### THE TASK
The lines to be copied are those below that contain "woman".

### ENTRIES PROVIDED

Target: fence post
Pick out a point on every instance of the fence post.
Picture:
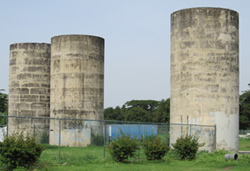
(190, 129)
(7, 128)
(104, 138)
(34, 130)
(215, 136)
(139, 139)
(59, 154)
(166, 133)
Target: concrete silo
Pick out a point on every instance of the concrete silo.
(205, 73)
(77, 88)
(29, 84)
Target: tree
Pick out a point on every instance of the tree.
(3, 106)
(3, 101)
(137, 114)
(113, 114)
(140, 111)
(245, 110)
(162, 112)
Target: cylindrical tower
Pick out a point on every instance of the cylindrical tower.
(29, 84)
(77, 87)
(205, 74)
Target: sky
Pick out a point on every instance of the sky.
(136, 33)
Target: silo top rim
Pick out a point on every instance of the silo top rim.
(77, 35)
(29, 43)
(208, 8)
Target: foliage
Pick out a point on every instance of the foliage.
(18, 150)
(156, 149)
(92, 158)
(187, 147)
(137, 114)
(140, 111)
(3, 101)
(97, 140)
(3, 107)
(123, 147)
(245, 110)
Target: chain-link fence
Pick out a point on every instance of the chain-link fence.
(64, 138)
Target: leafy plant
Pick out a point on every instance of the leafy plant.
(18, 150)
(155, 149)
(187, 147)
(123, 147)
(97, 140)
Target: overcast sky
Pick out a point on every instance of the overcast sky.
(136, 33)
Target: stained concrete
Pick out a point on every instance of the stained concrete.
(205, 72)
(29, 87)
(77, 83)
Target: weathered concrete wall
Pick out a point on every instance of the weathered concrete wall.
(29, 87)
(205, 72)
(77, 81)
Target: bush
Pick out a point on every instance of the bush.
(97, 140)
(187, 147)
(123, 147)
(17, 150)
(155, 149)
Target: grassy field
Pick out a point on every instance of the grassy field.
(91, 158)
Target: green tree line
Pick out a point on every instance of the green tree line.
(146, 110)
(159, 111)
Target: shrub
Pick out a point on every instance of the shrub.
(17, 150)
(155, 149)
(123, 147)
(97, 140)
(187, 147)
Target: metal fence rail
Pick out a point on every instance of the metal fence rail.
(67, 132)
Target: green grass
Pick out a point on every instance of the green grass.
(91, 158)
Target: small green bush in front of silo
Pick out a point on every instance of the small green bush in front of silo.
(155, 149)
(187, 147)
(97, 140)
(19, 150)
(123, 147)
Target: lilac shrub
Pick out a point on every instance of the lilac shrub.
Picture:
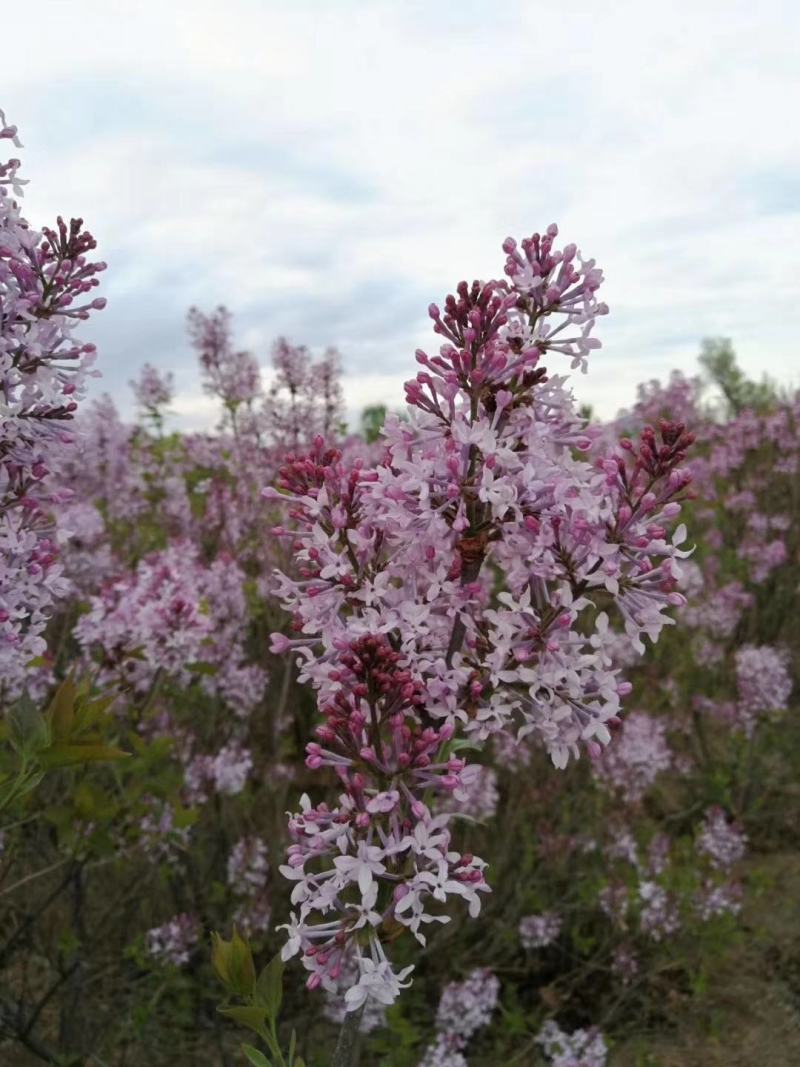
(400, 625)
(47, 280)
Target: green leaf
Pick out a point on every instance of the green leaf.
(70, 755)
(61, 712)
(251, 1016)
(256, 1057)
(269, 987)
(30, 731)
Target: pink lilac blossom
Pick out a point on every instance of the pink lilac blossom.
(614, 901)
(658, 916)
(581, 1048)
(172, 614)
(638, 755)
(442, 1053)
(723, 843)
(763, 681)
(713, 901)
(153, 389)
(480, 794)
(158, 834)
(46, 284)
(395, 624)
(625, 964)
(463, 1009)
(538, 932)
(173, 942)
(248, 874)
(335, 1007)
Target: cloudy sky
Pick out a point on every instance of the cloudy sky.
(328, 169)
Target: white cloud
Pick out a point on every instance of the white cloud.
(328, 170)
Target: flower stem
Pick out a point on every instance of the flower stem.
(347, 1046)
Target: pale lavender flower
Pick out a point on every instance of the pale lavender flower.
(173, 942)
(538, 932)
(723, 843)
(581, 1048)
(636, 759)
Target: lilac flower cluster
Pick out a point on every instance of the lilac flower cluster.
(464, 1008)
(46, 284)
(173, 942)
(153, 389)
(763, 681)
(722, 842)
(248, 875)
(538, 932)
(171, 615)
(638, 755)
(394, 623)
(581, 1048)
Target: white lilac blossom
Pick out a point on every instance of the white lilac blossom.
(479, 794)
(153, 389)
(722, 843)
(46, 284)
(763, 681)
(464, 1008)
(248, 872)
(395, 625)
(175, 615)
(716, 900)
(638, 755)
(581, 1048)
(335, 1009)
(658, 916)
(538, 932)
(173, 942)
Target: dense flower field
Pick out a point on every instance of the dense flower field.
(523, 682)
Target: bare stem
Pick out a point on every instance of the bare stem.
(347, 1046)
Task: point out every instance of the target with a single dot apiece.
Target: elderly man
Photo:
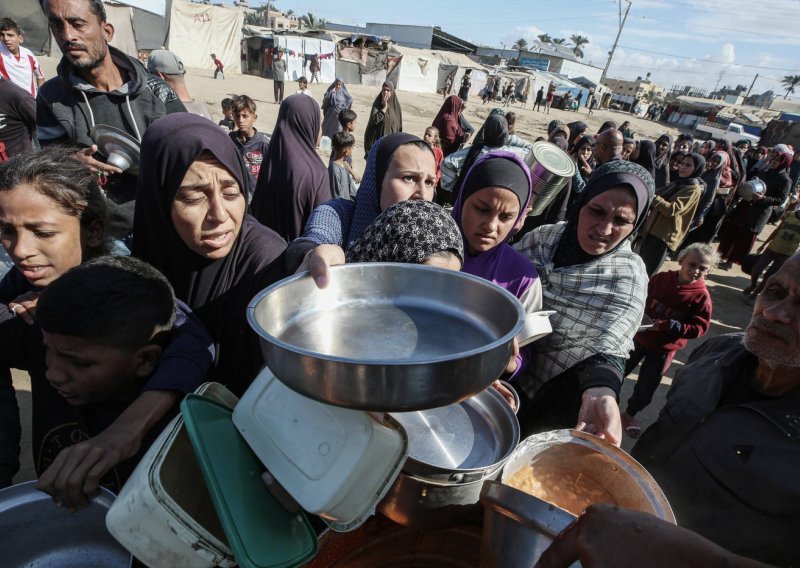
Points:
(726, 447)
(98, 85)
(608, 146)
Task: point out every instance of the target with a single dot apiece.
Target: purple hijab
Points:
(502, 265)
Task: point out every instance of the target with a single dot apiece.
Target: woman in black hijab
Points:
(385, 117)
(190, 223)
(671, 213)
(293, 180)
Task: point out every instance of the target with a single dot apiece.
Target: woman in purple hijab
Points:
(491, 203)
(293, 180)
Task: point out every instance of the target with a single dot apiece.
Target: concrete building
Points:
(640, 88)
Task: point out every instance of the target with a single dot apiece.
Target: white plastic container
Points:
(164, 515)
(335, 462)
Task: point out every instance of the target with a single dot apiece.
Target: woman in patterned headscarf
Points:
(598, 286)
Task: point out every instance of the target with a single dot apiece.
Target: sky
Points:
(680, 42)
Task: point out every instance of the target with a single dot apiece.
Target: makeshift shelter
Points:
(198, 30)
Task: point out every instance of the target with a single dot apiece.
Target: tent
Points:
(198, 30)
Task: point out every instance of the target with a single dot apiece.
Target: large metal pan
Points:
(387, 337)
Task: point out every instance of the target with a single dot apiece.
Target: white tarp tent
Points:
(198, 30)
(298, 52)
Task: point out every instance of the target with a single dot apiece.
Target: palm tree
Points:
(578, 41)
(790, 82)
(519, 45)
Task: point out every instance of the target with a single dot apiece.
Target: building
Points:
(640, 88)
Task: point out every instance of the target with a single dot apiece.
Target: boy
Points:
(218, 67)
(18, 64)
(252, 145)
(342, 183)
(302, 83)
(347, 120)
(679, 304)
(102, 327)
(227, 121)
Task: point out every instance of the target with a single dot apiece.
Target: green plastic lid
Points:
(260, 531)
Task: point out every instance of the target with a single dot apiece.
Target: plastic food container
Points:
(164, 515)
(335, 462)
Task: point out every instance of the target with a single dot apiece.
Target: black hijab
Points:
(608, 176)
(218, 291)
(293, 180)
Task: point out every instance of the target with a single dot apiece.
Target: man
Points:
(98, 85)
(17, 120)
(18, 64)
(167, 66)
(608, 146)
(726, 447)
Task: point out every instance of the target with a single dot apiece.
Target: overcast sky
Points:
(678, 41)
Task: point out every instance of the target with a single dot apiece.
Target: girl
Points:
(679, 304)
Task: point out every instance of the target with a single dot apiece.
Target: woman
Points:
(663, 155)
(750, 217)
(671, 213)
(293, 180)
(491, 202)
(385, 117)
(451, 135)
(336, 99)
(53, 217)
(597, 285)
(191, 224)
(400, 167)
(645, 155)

--

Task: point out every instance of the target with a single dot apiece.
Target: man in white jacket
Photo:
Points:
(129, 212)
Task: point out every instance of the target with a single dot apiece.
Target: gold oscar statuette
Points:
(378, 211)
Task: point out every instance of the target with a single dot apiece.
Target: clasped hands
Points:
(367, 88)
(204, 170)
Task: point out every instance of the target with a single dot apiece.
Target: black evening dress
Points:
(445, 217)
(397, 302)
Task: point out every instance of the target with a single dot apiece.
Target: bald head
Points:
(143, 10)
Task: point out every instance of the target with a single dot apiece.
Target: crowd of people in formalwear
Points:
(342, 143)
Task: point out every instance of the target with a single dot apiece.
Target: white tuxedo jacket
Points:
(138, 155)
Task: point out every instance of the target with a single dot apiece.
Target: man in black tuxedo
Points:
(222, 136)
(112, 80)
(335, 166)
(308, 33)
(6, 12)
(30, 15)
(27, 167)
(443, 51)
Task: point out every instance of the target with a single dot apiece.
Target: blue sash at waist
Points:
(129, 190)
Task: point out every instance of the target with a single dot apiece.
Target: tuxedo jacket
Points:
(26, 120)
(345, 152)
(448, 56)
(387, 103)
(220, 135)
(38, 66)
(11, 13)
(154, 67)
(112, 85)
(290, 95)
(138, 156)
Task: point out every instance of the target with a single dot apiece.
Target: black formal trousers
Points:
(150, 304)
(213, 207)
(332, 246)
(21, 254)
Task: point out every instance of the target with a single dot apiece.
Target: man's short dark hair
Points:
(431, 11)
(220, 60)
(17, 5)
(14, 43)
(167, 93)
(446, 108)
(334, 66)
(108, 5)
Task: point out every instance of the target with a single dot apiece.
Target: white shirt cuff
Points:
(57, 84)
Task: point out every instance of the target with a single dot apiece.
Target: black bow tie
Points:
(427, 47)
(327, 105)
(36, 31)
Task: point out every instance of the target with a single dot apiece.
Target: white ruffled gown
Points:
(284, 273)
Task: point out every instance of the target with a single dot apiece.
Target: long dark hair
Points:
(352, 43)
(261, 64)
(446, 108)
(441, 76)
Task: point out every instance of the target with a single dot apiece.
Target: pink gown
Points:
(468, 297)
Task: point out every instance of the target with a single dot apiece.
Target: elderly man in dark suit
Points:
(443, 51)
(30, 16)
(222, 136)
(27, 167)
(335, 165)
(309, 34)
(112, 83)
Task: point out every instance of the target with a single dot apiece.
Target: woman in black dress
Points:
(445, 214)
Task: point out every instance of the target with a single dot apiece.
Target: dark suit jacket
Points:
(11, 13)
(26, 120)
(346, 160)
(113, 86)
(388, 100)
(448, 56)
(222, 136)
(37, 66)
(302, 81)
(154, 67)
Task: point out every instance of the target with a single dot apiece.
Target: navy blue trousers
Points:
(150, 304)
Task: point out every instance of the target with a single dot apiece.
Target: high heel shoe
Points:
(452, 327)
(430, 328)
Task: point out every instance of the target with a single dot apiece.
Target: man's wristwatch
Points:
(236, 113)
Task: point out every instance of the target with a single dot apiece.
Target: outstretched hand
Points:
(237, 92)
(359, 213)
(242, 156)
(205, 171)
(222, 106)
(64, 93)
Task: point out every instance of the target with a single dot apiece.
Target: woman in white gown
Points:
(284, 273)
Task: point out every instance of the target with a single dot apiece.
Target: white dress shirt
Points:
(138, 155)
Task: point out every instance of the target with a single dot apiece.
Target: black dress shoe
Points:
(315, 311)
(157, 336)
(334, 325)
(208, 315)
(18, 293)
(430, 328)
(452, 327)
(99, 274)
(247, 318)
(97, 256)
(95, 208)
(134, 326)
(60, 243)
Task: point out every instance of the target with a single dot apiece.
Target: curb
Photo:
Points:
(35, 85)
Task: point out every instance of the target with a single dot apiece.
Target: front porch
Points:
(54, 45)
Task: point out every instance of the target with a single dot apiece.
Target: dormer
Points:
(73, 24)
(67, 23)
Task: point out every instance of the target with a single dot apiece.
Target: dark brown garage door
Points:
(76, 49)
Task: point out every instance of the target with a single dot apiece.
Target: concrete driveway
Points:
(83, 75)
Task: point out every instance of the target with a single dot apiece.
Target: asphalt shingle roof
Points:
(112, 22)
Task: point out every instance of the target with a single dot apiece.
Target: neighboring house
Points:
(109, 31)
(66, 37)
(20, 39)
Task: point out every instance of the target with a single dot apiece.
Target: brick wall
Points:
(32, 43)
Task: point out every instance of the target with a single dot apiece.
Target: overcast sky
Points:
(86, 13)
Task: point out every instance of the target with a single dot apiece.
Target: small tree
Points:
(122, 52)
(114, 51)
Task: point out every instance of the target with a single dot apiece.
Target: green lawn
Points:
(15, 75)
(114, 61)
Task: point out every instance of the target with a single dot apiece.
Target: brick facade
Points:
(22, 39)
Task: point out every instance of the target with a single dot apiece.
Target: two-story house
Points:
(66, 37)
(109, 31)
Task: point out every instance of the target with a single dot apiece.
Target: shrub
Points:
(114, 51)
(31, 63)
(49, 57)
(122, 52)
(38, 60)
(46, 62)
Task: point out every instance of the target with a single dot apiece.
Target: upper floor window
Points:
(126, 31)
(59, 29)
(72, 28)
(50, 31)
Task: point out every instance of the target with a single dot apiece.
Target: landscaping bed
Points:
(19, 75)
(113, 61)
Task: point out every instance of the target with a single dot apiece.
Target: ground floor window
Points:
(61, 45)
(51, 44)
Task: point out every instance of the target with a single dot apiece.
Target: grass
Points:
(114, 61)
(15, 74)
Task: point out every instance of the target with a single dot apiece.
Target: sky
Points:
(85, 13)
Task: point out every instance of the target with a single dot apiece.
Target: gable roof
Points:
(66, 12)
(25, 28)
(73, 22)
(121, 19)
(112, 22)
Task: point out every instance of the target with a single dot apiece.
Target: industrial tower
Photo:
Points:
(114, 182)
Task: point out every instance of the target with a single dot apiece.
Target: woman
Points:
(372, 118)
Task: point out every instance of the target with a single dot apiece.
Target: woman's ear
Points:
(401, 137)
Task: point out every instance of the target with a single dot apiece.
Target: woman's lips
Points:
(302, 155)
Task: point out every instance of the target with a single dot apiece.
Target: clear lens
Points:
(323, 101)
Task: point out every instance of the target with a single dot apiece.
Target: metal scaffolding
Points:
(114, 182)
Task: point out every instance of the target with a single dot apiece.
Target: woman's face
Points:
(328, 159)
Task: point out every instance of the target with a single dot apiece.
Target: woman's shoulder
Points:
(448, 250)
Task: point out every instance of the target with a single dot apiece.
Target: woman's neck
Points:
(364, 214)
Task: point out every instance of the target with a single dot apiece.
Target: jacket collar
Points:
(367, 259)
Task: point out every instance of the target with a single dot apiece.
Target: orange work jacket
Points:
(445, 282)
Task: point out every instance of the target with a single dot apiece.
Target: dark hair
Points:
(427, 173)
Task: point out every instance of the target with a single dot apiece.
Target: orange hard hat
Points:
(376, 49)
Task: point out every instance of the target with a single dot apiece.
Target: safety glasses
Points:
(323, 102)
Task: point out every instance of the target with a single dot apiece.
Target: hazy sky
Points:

==

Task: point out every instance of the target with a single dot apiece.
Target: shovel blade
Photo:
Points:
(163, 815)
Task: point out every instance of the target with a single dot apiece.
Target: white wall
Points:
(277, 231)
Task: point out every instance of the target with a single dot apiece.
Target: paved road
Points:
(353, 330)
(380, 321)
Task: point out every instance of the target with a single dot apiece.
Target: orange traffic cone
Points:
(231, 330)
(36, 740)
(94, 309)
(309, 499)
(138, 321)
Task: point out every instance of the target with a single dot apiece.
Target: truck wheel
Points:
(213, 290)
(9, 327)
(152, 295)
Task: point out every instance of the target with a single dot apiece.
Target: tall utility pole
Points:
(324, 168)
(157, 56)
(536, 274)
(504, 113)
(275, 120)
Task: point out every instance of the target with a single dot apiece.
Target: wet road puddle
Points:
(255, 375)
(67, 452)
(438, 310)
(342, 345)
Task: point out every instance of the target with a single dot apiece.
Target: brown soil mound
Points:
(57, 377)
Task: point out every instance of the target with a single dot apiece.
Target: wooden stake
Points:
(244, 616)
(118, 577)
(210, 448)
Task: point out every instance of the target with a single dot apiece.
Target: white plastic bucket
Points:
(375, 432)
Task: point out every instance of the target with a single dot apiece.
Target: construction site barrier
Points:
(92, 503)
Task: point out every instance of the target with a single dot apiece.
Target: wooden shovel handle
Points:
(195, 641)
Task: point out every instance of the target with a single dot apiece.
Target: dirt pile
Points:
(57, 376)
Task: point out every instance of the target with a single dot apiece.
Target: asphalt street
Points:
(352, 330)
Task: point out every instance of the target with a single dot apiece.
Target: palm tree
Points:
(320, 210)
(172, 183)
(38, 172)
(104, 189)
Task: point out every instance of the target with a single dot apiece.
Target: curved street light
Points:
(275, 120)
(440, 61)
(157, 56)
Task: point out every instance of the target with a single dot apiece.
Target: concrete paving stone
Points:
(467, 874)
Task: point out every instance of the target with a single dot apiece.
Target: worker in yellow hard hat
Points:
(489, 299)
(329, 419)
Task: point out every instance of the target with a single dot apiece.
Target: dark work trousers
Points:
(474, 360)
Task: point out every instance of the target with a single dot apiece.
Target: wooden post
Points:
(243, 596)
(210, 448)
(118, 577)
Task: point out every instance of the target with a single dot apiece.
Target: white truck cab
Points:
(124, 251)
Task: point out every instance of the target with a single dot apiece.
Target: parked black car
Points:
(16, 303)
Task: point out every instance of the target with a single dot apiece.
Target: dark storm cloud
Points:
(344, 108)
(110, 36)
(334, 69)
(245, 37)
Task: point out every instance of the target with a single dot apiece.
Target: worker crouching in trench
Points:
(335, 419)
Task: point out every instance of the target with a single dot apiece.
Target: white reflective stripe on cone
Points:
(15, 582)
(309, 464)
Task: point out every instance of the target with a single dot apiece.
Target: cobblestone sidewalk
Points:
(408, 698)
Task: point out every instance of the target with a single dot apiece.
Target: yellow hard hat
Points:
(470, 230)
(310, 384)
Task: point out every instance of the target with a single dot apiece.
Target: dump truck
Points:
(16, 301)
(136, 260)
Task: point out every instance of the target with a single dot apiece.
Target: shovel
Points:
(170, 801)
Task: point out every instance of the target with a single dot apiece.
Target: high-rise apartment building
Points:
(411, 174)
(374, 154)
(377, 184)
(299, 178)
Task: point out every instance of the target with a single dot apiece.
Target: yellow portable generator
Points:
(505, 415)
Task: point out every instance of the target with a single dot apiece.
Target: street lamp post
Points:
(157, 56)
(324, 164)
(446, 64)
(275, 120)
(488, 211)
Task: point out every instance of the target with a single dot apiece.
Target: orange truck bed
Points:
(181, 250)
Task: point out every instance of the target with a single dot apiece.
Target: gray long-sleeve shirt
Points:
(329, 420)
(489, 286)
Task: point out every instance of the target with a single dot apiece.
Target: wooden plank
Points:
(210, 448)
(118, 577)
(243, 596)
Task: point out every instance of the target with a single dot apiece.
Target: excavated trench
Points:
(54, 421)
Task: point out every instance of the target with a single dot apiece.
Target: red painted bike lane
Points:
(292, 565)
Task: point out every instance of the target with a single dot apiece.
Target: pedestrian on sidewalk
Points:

### RESPONSE TO THIS TASK
Target: woman in black hijab
Target: woman in purple hijab
Target: woman in patterned headscarf
Target: woman
Target: woman in black dress
Target: woman in white gown
Target: woman
Target: woman's ear
Target: woman's lips
Target: woman's face
Target: woman's shoulder
Target: woman's neck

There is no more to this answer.